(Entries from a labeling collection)

■ ■ ■ ■ ■

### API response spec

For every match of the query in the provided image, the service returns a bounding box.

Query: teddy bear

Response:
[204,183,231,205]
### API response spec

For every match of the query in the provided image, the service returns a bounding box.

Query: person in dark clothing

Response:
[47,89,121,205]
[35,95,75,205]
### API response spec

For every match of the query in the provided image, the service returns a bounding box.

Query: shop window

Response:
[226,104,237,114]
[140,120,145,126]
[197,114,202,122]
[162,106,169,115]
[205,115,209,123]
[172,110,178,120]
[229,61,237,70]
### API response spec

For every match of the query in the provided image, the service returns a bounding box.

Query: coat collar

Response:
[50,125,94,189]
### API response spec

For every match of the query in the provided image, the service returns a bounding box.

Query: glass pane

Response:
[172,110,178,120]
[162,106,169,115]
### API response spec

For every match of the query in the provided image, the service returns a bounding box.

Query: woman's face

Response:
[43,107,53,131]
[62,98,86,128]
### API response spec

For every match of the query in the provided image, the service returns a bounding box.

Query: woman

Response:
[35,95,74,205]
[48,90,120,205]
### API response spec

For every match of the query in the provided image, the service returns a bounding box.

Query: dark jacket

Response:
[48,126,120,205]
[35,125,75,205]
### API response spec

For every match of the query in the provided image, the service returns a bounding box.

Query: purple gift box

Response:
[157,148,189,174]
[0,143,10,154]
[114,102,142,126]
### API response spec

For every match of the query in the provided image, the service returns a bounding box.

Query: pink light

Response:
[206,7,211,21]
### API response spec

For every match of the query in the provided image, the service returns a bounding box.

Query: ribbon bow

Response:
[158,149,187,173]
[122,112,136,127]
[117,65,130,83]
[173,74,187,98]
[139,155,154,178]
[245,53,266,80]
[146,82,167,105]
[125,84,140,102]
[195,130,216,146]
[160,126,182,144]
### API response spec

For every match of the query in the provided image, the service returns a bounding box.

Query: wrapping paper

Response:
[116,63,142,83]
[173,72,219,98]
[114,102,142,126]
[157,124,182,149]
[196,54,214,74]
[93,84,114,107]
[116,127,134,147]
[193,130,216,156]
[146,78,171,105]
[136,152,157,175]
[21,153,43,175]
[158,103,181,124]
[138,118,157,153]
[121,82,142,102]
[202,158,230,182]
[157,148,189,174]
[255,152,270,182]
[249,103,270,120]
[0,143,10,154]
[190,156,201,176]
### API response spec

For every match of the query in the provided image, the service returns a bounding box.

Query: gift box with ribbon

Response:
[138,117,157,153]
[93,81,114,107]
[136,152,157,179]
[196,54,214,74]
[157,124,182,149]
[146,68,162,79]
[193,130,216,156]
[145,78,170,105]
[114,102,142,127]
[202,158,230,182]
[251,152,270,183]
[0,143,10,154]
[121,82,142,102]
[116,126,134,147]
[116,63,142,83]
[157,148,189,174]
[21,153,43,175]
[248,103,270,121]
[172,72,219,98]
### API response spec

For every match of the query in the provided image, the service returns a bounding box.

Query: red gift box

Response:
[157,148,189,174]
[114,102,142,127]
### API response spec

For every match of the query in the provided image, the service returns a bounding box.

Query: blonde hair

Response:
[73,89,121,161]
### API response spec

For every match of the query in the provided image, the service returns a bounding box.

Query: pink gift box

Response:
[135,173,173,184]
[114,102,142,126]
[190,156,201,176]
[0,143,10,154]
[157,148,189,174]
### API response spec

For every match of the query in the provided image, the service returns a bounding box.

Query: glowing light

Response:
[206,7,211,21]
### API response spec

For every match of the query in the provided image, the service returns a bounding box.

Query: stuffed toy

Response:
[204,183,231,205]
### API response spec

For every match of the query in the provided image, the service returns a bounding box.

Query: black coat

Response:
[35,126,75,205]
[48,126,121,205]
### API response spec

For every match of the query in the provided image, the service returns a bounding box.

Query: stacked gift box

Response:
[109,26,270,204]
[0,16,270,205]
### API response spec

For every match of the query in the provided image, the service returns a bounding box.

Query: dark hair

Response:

■ ■ ■ ■ ■

Copy every entry above word for word, keeping each line unchanged.

### Answer
### API response spec

For every match of the query in the provided image, the service returns a bounding box.

Query: teddy bear

Response:
[204,183,231,205]
### API response spec

For every match of the query in the provided image, the service returns a bounding box.

Query: person in dark clothing

Response:
[47,89,121,205]
[35,95,75,205]
### API response spec

For every match of the query in the provided image, the service returns a bounding box.

Query: shop window

Response:
[226,104,237,114]
[140,120,145,126]
[197,114,202,122]
[162,106,169,115]
[205,115,209,123]
[172,110,178,120]
[229,61,237,70]
### API response spec

For every match of the query in the provided image, the service returns a bounding box.

Query: coat collar

Response:
[50,125,94,189]
### API response spec

For every match of the query in the provided image, the service returns a bounding box.

Query: glass pane

Response:
[172,110,178,120]
[162,106,169,115]
### API response spec

For every match of the query in the provided image, the service returns a bounding box.

Query: woman's face

Response:
[43,107,53,131]
[62,98,86,128]
### API response spec

For every match of the query in the provided image, the service returns a bounding box.

Query: woman

Response:
[35,95,74,205]
[48,90,120,205]
### API response spec

For every match of the query in the provided image, the service returns a bounding box.

Query: dark jacket

Response:
[48,126,120,205]
[35,125,75,205]
### API response spec

For every match of the query in the provided image, the service returns a bounding box.

Query: purple gift box

Response:
[157,148,189,174]
[0,143,10,154]
[114,102,142,126]
### API response spec

For every match of the query in the provided image, the service returns a bounding box.

Query: pink light

Response:
[206,7,211,21]
### API response spec

For every match of the query in the provided image, the service returns a bounding box.

Query: ribbon bow

Response:
[158,149,187,173]
[122,112,136,127]
[117,65,130,83]
[173,74,187,98]
[139,155,154,178]
[245,53,266,80]
[146,82,167,105]
[125,84,140,102]
[195,130,216,146]
[160,126,182,144]
### API response spec

For every match of the query in the provided image, the service returns a bounding box.

Query: wrapping paper

Response:
[116,63,142,83]
[173,72,219,98]
[114,102,142,126]
[157,124,182,149]
[196,54,214,74]
[93,84,114,107]
[116,127,134,147]
[193,130,216,156]
[146,78,171,105]
[136,152,157,175]
[21,153,43,175]
[158,103,181,124]
[138,118,157,153]
[121,82,142,102]
[202,158,230,182]
[157,148,189,174]
[255,152,270,182]
[249,103,270,120]
[0,143,10,154]
[190,156,201,176]
### API response spec

For every match of the query in the provided image, the service returns a bounding box.

Query: gift box with ribbon

Response:
[138,117,157,153]
[93,81,114,107]
[136,152,157,179]
[196,54,214,74]
[157,124,182,149]
[146,68,162,79]
[193,130,216,156]
[145,78,170,105]
[114,102,142,127]
[202,158,230,182]
[251,152,270,183]
[0,143,10,154]
[121,82,142,102]
[116,126,134,147]
[116,63,142,83]
[157,148,189,174]
[21,153,43,175]
[248,103,270,121]
[172,72,219,98]
### API response spec

For every match of the query in the provided image, the service returns a bounding box.

Query: red gift box

Response:
[157,148,189,174]
[114,102,142,127]
### API response spec

For every match of the query in the provided image, the service returns a bounding box.

Query: blonde hair

Response:
[73,89,121,161]
### API response spec

For every match of the query in the provided image, the service returns a bounding box.

Query: pink gift box

Response:
[135,173,173,184]
[114,102,142,126]
[190,156,201,176]
[0,143,10,154]
[157,148,189,174]
### API response spec

For every match of the query in the provided image, the service returns a bounding box.

Query: glowing light

Response:
[206,7,211,21]
### API response spec

For every match of the query in the provided image, the service returns a bounding box.

Query: stuffed toy

Response:
[204,183,231,205]
### API response spec

For every match of the query in the provided image, the service returns a bounding box.

Query: black coat

Response:
[35,126,75,205]
[48,126,121,205]
### API response spec

For every match of the query in the provided image, the service returns a bounding box.

Query: stacked gift box

Response:
[109,26,270,204]
[0,16,270,205]
### API response spec

For every match of the query in the provided image, the service returns a bounding box.

Query: dark hair

Response:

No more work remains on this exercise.